Pull out every line in the listing that contains the word "white".

◆ ◆ ◆

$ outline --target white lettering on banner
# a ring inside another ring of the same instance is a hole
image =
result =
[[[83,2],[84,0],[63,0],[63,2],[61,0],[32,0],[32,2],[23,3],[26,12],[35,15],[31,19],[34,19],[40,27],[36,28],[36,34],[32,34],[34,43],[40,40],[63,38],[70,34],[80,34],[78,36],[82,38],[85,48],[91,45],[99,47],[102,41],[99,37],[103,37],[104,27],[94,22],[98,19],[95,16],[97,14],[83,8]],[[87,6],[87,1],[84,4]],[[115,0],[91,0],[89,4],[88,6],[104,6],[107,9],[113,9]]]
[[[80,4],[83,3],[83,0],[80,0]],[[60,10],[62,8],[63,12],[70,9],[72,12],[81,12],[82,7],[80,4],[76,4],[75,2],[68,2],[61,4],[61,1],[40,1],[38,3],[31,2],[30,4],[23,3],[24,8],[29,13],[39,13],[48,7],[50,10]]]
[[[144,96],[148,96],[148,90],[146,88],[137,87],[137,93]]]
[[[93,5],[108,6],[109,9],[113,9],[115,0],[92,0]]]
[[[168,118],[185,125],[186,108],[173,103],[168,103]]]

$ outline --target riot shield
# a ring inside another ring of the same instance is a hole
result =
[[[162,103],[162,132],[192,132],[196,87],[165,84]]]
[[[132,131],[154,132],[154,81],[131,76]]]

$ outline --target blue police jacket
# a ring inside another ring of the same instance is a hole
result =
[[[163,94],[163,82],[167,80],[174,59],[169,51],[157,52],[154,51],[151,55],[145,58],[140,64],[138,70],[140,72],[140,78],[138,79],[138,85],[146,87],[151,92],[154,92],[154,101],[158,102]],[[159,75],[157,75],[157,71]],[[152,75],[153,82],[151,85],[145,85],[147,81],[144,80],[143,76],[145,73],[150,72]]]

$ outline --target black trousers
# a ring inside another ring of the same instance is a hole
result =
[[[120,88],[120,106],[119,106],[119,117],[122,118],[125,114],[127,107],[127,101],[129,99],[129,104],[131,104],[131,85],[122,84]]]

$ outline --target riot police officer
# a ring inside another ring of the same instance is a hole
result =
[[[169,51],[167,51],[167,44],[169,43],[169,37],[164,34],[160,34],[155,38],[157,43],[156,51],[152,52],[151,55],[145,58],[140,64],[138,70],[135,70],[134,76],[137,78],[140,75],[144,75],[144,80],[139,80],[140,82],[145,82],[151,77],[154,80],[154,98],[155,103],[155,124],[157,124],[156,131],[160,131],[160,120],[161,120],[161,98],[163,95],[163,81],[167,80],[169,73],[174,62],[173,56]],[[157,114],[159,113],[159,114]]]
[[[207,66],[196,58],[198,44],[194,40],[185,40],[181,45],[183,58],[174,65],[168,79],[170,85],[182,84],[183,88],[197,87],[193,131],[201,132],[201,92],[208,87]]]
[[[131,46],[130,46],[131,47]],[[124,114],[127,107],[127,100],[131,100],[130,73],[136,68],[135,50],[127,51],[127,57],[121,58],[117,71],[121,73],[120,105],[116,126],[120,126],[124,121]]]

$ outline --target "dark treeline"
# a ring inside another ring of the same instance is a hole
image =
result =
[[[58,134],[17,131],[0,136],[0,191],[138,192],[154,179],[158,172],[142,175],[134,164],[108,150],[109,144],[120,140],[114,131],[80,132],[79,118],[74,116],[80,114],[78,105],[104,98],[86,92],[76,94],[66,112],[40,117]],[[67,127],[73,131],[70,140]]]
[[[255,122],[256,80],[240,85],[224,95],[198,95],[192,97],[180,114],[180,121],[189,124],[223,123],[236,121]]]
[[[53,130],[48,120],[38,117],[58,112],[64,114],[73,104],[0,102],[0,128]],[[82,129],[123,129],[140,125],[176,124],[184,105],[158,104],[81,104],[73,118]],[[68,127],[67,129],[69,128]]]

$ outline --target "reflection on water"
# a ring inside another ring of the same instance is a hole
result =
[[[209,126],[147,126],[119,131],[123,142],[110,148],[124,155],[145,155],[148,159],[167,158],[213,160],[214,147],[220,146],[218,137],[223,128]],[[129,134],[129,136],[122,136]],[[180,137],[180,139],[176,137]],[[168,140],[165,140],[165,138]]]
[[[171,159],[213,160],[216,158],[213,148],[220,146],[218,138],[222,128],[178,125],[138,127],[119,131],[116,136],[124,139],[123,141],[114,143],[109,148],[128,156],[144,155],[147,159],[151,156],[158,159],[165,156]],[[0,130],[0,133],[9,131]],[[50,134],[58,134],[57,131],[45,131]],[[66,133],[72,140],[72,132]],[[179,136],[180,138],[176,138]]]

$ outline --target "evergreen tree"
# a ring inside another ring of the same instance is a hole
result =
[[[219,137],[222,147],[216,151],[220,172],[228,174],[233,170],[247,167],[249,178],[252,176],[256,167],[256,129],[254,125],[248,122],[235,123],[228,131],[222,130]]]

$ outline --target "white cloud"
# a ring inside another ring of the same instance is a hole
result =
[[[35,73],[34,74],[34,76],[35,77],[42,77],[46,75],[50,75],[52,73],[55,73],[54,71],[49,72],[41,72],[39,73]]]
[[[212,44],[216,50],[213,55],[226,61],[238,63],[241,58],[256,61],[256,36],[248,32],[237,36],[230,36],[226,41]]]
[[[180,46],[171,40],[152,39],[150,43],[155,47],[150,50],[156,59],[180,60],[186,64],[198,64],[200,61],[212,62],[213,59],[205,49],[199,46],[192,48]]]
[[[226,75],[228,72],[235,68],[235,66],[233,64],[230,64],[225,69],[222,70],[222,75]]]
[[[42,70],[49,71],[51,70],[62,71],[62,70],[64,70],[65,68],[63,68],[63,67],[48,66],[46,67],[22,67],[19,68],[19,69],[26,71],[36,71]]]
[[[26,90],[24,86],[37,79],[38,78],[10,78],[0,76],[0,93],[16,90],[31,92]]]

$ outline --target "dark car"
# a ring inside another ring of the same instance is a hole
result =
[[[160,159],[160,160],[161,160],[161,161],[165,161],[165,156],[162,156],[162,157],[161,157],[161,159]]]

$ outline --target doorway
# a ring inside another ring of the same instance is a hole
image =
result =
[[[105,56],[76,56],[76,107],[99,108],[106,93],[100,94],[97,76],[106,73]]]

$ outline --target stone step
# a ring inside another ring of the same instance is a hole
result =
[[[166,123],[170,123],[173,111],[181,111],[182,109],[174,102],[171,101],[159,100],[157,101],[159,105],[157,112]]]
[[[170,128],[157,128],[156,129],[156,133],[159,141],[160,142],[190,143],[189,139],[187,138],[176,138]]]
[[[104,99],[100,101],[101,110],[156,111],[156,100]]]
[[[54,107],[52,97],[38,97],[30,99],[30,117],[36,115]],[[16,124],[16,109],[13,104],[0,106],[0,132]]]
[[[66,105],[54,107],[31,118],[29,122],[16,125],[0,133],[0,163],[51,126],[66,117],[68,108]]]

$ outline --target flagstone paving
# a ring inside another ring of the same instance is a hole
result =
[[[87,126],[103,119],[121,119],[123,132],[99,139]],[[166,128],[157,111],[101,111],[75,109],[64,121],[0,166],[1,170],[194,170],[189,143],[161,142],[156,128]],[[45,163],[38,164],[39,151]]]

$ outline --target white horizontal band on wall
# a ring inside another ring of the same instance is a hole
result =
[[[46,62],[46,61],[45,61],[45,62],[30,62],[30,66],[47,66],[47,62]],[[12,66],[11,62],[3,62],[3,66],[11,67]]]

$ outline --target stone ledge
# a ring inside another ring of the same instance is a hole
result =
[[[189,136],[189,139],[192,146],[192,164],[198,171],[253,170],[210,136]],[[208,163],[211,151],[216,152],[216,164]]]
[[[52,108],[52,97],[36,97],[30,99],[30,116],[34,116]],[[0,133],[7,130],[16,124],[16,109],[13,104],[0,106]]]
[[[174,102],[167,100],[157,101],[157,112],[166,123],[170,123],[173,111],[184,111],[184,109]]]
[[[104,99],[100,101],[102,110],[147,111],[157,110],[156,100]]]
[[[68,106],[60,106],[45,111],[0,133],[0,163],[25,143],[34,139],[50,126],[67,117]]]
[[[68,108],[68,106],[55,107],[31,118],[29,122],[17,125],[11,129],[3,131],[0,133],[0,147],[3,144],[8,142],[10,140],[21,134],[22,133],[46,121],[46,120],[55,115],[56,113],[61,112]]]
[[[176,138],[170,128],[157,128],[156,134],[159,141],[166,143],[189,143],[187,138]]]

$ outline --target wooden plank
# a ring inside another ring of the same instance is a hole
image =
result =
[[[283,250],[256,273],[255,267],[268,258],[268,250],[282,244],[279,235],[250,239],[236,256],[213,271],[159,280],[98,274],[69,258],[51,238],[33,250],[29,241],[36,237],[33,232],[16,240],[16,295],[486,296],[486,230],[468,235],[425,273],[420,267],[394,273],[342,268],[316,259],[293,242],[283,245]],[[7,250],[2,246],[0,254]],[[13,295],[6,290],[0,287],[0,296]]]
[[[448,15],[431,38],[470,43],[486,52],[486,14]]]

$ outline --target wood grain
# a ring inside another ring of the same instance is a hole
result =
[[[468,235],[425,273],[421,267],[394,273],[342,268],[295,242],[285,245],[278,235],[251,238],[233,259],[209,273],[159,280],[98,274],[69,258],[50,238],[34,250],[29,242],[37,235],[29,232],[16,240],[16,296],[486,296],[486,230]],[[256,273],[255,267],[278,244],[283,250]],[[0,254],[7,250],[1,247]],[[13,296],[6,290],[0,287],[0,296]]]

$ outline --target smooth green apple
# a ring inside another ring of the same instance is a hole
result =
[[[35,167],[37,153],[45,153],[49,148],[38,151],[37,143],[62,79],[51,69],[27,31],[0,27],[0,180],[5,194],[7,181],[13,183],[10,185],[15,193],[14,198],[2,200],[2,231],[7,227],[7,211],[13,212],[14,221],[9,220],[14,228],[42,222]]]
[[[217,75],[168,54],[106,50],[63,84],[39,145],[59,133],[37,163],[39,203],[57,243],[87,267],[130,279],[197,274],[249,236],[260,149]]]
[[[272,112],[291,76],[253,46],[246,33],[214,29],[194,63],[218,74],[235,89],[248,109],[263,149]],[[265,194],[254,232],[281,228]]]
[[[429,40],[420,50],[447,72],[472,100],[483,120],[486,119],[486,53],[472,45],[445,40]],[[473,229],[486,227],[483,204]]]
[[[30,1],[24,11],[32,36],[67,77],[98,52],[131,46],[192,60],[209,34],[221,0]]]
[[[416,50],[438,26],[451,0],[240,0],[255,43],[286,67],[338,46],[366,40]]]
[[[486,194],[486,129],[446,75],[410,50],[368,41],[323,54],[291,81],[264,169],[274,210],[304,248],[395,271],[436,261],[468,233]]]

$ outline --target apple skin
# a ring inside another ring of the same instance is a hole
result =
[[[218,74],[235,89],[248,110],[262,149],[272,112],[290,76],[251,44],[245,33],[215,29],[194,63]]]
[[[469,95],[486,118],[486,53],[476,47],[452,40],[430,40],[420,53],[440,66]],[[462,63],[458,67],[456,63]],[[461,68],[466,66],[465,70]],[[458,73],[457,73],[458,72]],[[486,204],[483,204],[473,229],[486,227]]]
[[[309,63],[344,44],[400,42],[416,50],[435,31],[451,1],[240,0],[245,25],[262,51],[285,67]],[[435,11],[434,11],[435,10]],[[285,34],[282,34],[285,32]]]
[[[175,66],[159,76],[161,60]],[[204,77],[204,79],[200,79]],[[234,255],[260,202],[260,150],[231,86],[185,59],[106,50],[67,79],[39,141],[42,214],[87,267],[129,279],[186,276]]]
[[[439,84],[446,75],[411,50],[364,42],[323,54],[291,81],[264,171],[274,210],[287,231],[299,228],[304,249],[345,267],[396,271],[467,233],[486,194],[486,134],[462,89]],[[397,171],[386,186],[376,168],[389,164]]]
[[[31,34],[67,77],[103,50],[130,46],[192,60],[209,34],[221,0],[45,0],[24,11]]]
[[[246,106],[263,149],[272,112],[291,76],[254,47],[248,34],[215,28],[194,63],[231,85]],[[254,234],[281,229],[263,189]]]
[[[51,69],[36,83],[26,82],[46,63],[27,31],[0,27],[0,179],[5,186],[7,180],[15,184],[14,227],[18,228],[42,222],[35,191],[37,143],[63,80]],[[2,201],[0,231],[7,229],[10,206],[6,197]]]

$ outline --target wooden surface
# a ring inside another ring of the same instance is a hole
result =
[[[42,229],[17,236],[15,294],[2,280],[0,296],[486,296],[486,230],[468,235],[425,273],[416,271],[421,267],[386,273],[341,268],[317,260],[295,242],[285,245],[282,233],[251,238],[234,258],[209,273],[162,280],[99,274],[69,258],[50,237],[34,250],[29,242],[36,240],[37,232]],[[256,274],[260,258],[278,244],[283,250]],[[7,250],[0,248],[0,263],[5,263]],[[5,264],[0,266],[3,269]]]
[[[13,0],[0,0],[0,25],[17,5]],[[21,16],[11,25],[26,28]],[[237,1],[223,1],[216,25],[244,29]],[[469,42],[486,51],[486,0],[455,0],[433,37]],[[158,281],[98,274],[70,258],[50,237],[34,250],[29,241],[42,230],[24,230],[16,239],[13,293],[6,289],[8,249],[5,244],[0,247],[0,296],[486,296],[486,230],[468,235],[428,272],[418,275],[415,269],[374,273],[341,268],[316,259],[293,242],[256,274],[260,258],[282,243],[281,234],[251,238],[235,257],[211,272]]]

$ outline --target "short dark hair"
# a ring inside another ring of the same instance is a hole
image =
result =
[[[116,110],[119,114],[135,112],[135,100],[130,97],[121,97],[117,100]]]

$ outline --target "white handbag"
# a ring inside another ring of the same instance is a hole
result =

◆ ◆ ◆

■ Answer to this task:
$ outline --target white lettering on banner
$ outline --target "white cloud"
$ outline --target white horizontal band on wall
$ outline --target "white handbag"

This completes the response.